Candace works on a plate of coiffed deviled eggs that offer variety in their taste, certainly, but all branch from the same basic recipe: perfectly cooked hard-boiled eggs, the yolks mixed with mayonnaise and Dijon mustard and seasoned with salt and a pinch of cayenne. She asks her daughter first for a cutting board, then a serving platter, next a Ziploc bag and, finally, a tiny fork. Tyler produces them all instantly as she goes about her task of making lobster panzanella salad, pulling each from a different drawer or cupboard among the vast amount of very well-camouflaged storage space spread throughout the room.

“Hmm, describe my cooking style…” Candance contemplates the question. “Well, I’m a passionate home cook who relies on simple, fresh ingredients that, when I work with them, allow me to explore different ethnic cuisines.”

She places dots of the yolk filling, squeezed from a trimmed corner of the Ziploc bag, onto the serving platter to gently anchor the halved, cooked egg whites in place before filling them with deft swirls of her wrist. She distinguishes each serving with a drop of Vietnamese sriracha, local microgreen leaves, or a sophisticated dab of caviar, the task that required the tiny fork Tyler dutifully retrieved for her.

_PROBLEM SET_:
- a) Decide whether each statement agrees with the passage about deviled eggs, answering yes or no and quoting the words of the passage that settle it: (i) The yolks are mixed with mayonnaise and Dijon mustard. (ii) The yolk filling is squeezed from a pastry bag. (iii) Some servings are finished with a drop of Vietnamese sriracha.
- b) Reproduce the passage about deviled eggs word for word from "Candace works on" to "throughout the room.".
The stored material has nothing to do with the passage about deviled eggs.

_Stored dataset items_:
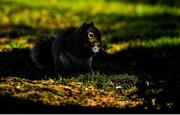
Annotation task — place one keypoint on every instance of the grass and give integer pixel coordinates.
(139, 68)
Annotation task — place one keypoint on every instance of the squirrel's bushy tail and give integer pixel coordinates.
(41, 52)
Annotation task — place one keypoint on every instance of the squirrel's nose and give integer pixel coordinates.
(96, 49)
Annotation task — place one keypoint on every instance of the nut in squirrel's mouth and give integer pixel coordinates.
(95, 49)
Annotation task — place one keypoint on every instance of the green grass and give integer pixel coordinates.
(141, 41)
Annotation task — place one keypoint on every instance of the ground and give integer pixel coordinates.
(137, 73)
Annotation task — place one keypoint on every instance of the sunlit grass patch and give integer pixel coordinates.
(157, 43)
(53, 93)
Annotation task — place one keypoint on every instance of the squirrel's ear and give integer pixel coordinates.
(83, 26)
(92, 23)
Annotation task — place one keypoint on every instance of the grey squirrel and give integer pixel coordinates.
(70, 51)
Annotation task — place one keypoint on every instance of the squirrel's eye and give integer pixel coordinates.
(90, 35)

_ANSWERS PROVIDED_:
- a)
(i) Yes: "the yolks mixed with mayonnaise and Dijon mustard"
(ii) No: "squeezed from a trimmed corner of the Ziploc bag"
(iii) Yes: "a drop of Vietnamese sriracha"

- b)
Candace works on a plate of coiffed deviled eggs that offer variety in their taste, certainly, but all branch from the same basic recipe: perfectly cooked hard-boiled eggs, the yolks mixed with mayonnaise and Dijon mustard and seasoned with salt and a pinch of cayenne. She asks her daughter first for a cutting board, then a serving platter, next a Ziploc bag and, finally, a tiny fork. Tyler produces them all instantly as she goes about her task of making lobster panzanella salad, pulling each from a different drawer or cupboard among the vast amount of very well-camouflaged storage space spread throughout the room.